- **Exercise objective**
With the records below as input, work out how many lines include the word "hull". Give only the number.

- **The input**

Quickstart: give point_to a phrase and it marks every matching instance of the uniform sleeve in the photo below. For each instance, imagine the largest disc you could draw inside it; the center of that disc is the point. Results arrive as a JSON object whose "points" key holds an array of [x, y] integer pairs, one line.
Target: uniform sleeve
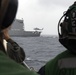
{"points": [[14, 51]]}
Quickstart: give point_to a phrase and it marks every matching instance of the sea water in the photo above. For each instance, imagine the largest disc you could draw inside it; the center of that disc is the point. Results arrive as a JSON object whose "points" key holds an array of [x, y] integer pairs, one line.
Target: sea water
{"points": [[39, 50]]}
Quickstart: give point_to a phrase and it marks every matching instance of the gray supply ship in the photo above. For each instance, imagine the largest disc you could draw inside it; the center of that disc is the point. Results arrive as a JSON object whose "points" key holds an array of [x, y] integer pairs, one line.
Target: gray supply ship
{"points": [[17, 30]]}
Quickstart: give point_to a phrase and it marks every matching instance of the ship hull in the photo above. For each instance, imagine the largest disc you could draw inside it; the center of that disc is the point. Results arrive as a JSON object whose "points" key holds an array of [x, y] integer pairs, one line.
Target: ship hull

- **Worked solution**
2